[[ DATA SUPPLIED, beginning ]]

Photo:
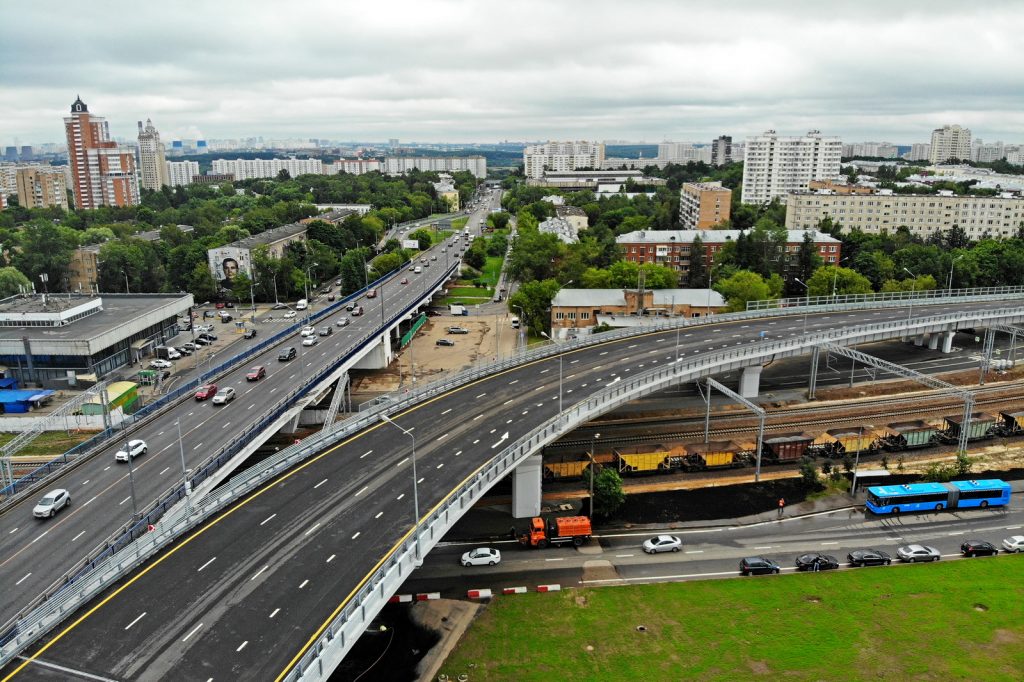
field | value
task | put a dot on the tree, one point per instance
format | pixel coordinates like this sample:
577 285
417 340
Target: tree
608 493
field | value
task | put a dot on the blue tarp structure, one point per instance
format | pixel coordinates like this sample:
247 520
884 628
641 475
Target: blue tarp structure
16 401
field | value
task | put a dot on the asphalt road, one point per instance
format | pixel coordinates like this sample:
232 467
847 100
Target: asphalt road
243 596
34 553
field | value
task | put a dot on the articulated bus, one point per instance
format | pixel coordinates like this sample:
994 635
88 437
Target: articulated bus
928 497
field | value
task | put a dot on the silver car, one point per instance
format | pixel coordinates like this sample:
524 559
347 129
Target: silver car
915 553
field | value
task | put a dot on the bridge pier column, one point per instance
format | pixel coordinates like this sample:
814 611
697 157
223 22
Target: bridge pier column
750 381
526 488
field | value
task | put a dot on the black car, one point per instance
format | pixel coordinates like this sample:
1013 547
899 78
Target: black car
816 561
758 565
978 548
868 558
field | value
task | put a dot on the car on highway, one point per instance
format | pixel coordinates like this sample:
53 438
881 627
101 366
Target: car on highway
978 548
758 565
816 561
1014 544
206 392
51 503
663 544
481 556
224 395
915 553
868 557
135 448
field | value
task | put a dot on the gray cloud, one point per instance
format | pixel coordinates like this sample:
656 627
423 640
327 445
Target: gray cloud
462 71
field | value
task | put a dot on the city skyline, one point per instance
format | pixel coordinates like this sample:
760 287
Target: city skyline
456 72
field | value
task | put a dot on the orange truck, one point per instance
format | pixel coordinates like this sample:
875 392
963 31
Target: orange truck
561 530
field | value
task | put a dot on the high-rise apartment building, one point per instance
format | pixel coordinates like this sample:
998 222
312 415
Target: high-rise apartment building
561 157
775 165
41 186
102 174
949 142
152 160
702 205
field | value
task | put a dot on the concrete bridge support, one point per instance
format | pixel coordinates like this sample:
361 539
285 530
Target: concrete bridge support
526 488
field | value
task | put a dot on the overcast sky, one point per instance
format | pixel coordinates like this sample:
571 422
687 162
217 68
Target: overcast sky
486 71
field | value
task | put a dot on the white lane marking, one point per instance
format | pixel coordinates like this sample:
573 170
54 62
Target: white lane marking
142 615
194 631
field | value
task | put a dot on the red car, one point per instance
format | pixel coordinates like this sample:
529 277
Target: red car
206 392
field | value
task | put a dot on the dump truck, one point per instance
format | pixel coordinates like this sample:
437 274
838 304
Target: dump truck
561 530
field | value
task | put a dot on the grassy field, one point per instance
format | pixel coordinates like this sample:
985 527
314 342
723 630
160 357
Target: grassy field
951 621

[[ DATA SUPPLIED, end ]]

# PROBLEM REQUIREMENTS:
The data above must be written out again without alteration, and the pictures in them must be excluded.

# ANSWER TO THIS PROBLEM:
Photo:
field | value
task | put a dot on the tree, one point per instance
format | pixel coordinates like this sample:
577 285
417 340
Target: tree
608 493
field | value
task | put a dot on the blue tarp structure, one point per instance
format | pixel coordinates like this sample:
247 520
884 628
641 475
Target: blue tarp structure
16 401
field | value
task | put a dot on the asphalt road, one point per instance
format | pixel coordinates like this sample:
232 467
847 100
Target: asphalt road
243 596
34 553
field | value
task | put a dot on the articulated bus, one point per instance
format | pixel coordinates like this sample:
994 635
88 437
Target: articulated bus
928 497
field | value
task | put a dot on the silver car, one point per instance
format | pixel coordinates like this sample:
524 559
347 129
Target: silver car
915 553
field | value
task | put a dot on the bridge pier column, one point per instance
format | pixel coordinates like this sample:
814 611
697 157
223 22
Target: bridge pier column
750 381
526 488
field | value
task | put a dot on the black car, one point per instance
format | pixel coordinates like this sample:
1013 547
899 78
Target: black car
816 561
758 565
978 548
868 558
field | value
task | put a dot on the car on highway, one point per instance
format | pixel coordinates like this sample:
53 438
881 627
101 366
Target: car on highway
978 548
758 565
816 561
1014 544
206 392
51 503
663 544
481 556
224 395
915 553
868 557
135 448
field | value
task | put a dot on the gray cloud, one point per instance
format | pixel coordinates like this sample:
656 627
423 640
327 445
Target: gray cloud
462 71
field | value
task | put a dot on the city skyline, one point per instance
format | pixel coordinates like this sample:
760 287
Target: city skyline
456 72
field | value
task | put a dot on the orange truck, one point per instance
format | pixel coordinates like this sample:
875 392
963 31
Target: orange truck
561 530
field | value
task | put a dot on the high-rise apartment building, one point per instance
format | pixel coordinates like this sample:
998 222
312 415
Target: high-rise apartment building
561 157
775 165
41 186
102 174
949 142
152 160
702 205
field | value
task | put a dot on the concrete bridge support, one point per instance
format | pixel coordinates like this sample:
361 539
285 530
Target: concrete bridge support
526 488
field | value
task | put a dot on the overcast sky, one point per instance
format | pixel coordinates like this sample:
571 422
687 162
217 68
Target: overcast sky
486 71
field | value
task | put a dot on the white lane marking, one point per instance
format | pixel coordinates like this sample:
573 170
54 62
Target: white lane marking
142 615
194 631
field | value
task | put a dot on the red car, one point per instance
format | pixel coordinates like this sample:
529 277
Target: red car
206 392
field | value
task | put a dot on the dump truck, one point per instance
format | pixel coordinates like this sample:
437 274
838 304
Target: dump truck
561 530
field | value
task | put a dot on the grassy field, one point per instance
format | pixel coordinates like this sample:
985 527
314 342
723 630
160 357
Target: grassy field
951 621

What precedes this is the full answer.